Restate each record word for word, omitting whatever pictures it holds.
____
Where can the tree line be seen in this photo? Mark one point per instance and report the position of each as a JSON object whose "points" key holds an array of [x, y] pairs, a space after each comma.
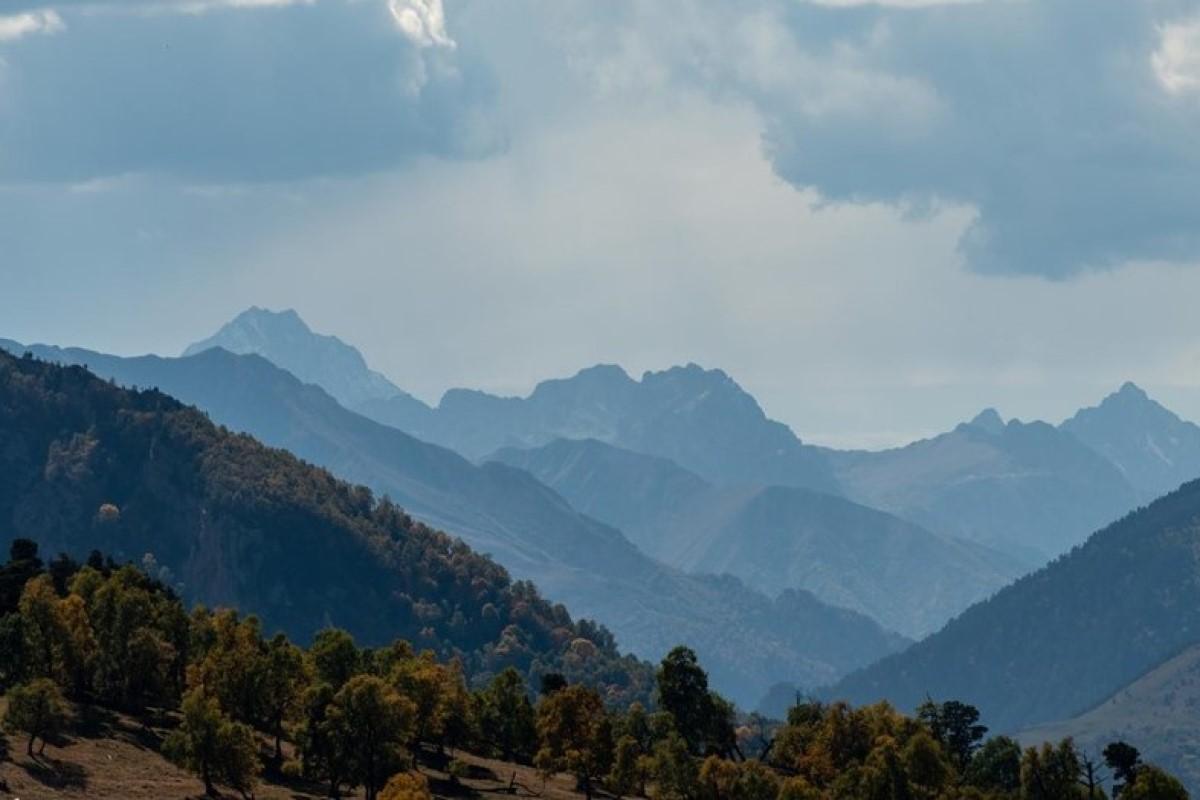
{"points": [[245, 704]]}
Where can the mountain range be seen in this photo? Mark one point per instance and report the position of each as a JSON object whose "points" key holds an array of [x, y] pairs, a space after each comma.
{"points": [[773, 537], [1062, 639], [1030, 489], [1152, 447], [1158, 710], [87, 465], [700, 419], [748, 639]]}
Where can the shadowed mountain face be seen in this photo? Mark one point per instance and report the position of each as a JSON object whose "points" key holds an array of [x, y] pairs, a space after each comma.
{"points": [[88, 465], [1153, 449], [748, 641], [1157, 711], [774, 539], [286, 341], [1027, 489], [1065, 638]]}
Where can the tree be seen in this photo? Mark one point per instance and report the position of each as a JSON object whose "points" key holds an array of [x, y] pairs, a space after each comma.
{"points": [[675, 769], [282, 684], [234, 666], [1153, 783], [551, 683], [79, 644], [701, 716], [12, 650], [955, 726], [507, 717], [23, 564], [575, 734], [1051, 771], [42, 625], [406, 786], [373, 722], [213, 746], [996, 767], [335, 657], [37, 709], [1125, 761], [628, 775]]}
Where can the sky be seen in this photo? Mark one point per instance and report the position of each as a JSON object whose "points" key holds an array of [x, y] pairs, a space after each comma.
{"points": [[879, 217]]}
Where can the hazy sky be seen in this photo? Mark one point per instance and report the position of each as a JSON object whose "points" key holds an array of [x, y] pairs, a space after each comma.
{"points": [[879, 217]]}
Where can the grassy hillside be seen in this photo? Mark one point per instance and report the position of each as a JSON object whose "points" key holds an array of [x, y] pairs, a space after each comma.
{"points": [[1161, 711]]}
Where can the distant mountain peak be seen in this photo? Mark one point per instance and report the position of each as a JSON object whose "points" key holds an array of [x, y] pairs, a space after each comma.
{"points": [[1128, 394], [989, 420], [1147, 441], [286, 340]]}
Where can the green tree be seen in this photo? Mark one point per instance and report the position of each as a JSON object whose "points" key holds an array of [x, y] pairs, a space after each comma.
{"points": [[1153, 783], [12, 650], [628, 775], [955, 726], [575, 735], [507, 717], [1125, 761], [702, 717], [23, 564], [36, 709], [675, 769], [42, 625], [335, 657], [373, 722], [214, 746], [1051, 773], [996, 767]]}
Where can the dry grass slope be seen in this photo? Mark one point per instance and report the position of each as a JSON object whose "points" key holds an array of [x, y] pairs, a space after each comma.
{"points": [[113, 757]]}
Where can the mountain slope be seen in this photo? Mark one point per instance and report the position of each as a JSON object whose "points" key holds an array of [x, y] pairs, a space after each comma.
{"points": [[774, 539], [1158, 711], [1027, 489], [1062, 639], [744, 637], [1153, 449], [286, 341], [88, 465], [697, 417]]}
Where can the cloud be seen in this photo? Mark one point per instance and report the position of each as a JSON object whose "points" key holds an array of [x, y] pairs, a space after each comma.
{"points": [[231, 95], [1177, 59], [1067, 125], [15, 26], [424, 22]]}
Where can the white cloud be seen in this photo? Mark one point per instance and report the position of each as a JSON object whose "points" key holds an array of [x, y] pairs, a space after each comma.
{"points": [[424, 22], [33, 22], [1177, 59]]}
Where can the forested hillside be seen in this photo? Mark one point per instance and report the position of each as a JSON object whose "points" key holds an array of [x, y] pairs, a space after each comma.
{"points": [[1066, 638], [105, 659], [1029, 489], [88, 465], [525, 525]]}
____
**Finished exercise**
Where can the tree line be seen in this photo? Mark one point per instance and report the position of each as a JSON object whose "points" key holds an array of [x, y] pairs, a space after each comma.
{"points": [[245, 704]]}
Where can the mountain range be seen in this photo? Mark one point per instance and report the position of each as a JSON object whose "points" key holds an array of [x, y] pairs, a space after each comma.
{"points": [[773, 537], [1062, 639], [1030, 489], [1152, 447], [1158, 710], [87, 465], [700, 419], [748, 639]]}
Where can the shadowed mountain face be seen in this photo? Mark one point per instance and report the position of each as a JSON object whose "points" key holds an array of [x, y] pairs, a space after each comma.
{"points": [[88, 465], [1153, 449], [748, 641], [1157, 711], [774, 539], [286, 341], [1027, 489], [1065, 638]]}
Where can the tree be seen in this photo? Mark one point per instance and report the position of each as a JSON object whose "points" key holds an array of [x, y] pairs, a space after each comma.
{"points": [[675, 769], [282, 684], [234, 666], [1153, 783], [551, 683], [79, 644], [701, 716], [12, 650], [955, 726], [507, 717], [23, 564], [575, 734], [1051, 771], [42, 625], [406, 786], [373, 722], [213, 746], [996, 767], [335, 657], [37, 709], [1125, 761], [628, 775]]}
Where can the sky be seen in this photo? Mark one point per instance and report the position of each as a JSON object whose "points" key holds an array of [x, y] pairs, a space after each comma.
{"points": [[879, 217]]}
Where can the hazy sky be seen in this photo? Mark one point per instance and report the position of each as a JSON object whose "points" key holds an array of [x, y] pairs, a space after each comma.
{"points": [[879, 217]]}
Where can the grassy hillside be seen in this photo? Mark one point per instance and report the position of each as a JSON object whose "points" key holds an array of [x, y] pairs, a space after each comma.
{"points": [[1161, 711]]}
Where can the distant mountain peak be seen in this photo? Mark one point per instance and report the position of each as a JSON object whose "points" key holds an array of [x, y] pairs, a space after each comma.
{"points": [[1128, 394], [989, 420], [1147, 441], [286, 340]]}
Where can the green tree be seen in this photo? Mark one point per instance and report the position of each as a JSON object whose "points" key holds an array of [x, y] pairs, a space after each comma.
{"points": [[1153, 783], [12, 650], [628, 775], [955, 726], [575, 735], [507, 717], [1125, 761], [702, 717], [23, 564], [36, 709], [675, 769], [42, 625], [335, 657], [373, 722], [214, 746], [1051, 773], [996, 767]]}
Where can the dry grass slope be seen in this photo? Mark one point per instance and report the position of each as a JSON object whose "points" key holds an array of [x, y] pairs, a space after each comma.
{"points": [[113, 757]]}
Where can the mountain slope be seen in this photo? Mark one point per instance and report the position of each as a JSON object whose "points" key holds an array of [x, y] pairs, a space after each comma.
{"points": [[774, 539], [1158, 711], [1027, 489], [1062, 639], [744, 637], [1153, 449], [286, 341], [88, 465], [697, 417]]}
Where can the cloud be seen in this photo? Mark one point per instance and report the position of each as a JSON object whose "points" key holds an array of [x, y] pairs, a space after each comma.
{"points": [[231, 95], [1177, 59], [1067, 125], [15, 26], [424, 22]]}
Where can the white cloud be seen in this photo? Mark one point per instance and report the position of each as a JSON object whose "points" key holds an array of [x, y] pairs, a space after each comma.
{"points": [[424, 22], [33, 22], [1177, 59]]}
Where can the forested hillside be seen in this photo? Mark one point per instance and report the position of each as a JSON object whose "points" key holds an array of [x, y] pairs, a space after each comma.
{"points": [[1066, 638], [105, 659], [1029, 489], [88, 465], [525, 525]]}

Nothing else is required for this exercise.